• Document section:
At both institutions I have been honored to serve, students of color represented more than 25% and 30% respectively of the student population. Many of them are male. As a father, a son, an uncle, a nephew, a brother, and a university chancellor, I must ask myself, “How do I protect my son and my students in a society where there are fundamental and structural wrongs with how young black men are treated by the criminal justice system? How do I protect my students, whose parents have entrusted their safety and security to me?”

I pray and hope my son or male students do not become a victim of random unfortunate circumstance, simply by being in the wrong place, at the wrong time, with a police officer who may cause him harm. Even at my age, I feel uneasy when a police car pulls up behind me while I am driving anywhere in America — I automatically tense up and experience a moment of fearfulness — even though I have done nothing wrong.

I unequivocally believe that the overwhelming majority of police officers are good, decent people and strive to do the right thing. They also deserve to go home to their families every night. But I can’t breathe because I have a 25-year-old son and African American students growing up in America at a time when some law enforcement officers treat people who look like me differently.

In light of the most recent brutal racist incident with the murder of George Floyd, I had to, once again, sit down with my son and tell him, “Here are some of the things you have to do if you are ever stopped by the police.” While it’s always important to be respectful, I noted that it is necessary to keep both hands visible and if driving on the wheel. I told my son to never do anything that might be interpreted as aggressive: “No matter what the officer says to you, do not talk back,” I advised — because, at that moment, it does not matter if you are right and the officer is wrong. Should he ever be pulled over, I also encouraged my son to pray to God for protection.

It is 2020 more than 40 years after my first encounter with police brutality as a young man, barely past childhood, and I have to now say to my son and my students that you will all too often be seen by some, but not all, police officers as African American first, and a U.S. citizen secondarily. You must assume the worst and hope for the best if you are stopped by the police.

I can’t breathe.

• Data for review:
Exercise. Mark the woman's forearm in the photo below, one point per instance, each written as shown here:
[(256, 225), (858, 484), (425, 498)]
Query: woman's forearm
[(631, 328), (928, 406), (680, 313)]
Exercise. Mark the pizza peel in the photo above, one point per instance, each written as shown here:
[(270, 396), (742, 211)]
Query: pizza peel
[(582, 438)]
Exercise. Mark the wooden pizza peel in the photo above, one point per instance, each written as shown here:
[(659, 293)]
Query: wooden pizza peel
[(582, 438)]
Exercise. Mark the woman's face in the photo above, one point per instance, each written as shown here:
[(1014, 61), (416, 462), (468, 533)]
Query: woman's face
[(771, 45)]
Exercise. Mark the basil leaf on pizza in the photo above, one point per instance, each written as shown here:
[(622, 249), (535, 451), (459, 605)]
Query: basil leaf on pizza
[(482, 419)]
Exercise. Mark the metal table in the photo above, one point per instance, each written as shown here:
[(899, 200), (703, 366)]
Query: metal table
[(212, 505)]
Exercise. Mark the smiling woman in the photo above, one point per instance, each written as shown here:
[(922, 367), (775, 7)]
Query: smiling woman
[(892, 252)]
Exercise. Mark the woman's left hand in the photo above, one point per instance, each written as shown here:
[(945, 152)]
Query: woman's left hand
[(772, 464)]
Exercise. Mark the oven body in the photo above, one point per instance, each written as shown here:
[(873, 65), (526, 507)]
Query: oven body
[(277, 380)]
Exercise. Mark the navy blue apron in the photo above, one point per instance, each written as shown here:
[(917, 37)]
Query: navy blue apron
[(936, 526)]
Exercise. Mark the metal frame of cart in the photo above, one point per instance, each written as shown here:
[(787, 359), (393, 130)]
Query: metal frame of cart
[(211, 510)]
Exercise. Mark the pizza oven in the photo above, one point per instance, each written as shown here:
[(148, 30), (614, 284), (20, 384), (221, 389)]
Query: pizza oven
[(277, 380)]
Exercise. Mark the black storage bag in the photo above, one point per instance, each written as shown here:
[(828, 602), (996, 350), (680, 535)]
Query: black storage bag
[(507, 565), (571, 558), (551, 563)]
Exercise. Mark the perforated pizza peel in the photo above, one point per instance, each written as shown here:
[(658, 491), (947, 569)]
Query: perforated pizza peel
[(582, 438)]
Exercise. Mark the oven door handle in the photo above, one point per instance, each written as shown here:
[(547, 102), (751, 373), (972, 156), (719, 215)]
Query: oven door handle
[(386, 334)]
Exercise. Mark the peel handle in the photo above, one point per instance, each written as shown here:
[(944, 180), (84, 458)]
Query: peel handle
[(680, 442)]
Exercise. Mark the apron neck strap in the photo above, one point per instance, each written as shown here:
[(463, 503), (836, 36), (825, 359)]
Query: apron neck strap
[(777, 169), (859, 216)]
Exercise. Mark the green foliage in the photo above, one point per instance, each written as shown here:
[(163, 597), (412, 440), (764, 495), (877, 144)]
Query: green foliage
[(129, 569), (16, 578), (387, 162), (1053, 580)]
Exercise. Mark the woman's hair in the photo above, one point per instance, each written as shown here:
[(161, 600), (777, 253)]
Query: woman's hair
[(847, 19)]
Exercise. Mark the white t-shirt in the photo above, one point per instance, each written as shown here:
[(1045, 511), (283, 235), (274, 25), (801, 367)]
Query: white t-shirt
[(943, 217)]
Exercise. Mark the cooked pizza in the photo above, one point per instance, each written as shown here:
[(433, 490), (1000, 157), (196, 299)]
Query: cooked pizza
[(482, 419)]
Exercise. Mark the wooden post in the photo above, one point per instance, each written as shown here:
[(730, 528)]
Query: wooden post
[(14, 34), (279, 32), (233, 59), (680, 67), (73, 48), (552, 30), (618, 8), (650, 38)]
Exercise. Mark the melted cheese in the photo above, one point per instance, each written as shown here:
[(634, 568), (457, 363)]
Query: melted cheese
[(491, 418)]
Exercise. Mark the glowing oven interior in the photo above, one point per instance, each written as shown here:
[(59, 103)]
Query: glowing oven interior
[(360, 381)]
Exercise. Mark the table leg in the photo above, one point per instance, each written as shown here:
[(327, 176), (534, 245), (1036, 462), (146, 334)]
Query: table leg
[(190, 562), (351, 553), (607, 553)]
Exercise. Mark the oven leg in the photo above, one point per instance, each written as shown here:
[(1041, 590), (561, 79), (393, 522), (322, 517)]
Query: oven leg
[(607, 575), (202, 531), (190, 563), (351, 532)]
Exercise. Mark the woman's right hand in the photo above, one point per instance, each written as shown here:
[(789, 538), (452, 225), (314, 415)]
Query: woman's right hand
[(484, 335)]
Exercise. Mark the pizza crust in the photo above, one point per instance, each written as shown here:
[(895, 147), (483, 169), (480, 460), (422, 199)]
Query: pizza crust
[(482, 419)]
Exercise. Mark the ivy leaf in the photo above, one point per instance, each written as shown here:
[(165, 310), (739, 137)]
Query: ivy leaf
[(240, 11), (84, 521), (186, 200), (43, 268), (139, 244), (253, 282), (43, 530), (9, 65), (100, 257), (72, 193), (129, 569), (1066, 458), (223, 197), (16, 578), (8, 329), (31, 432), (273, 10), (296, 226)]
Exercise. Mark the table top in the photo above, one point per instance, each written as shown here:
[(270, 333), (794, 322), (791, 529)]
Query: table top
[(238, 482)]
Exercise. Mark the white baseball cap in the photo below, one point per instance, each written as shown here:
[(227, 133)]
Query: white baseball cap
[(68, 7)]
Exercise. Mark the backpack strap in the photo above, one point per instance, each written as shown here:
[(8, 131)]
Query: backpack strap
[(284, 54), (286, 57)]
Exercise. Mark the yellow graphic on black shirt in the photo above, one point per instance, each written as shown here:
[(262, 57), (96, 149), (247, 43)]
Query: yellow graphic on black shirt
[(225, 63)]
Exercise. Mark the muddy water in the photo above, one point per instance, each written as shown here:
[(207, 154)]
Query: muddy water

• Task:
Reproduce the passage on police treatment of young Black men from "I pray and hope" up to and including "done nothing wrong.".

• Response for this exercise:
I pray and hope my son or male students do not become a victim of random unfortunate circumstance, simply by being in the wrong place, at the wrong time, with a police officer who may cause him harm. Even at my age, I feel uneasy when a police car pulls up behind me while I am driving anywhere in America — I automatically tense up and experience a moment of fearfulness — even though I have done nothing wrong.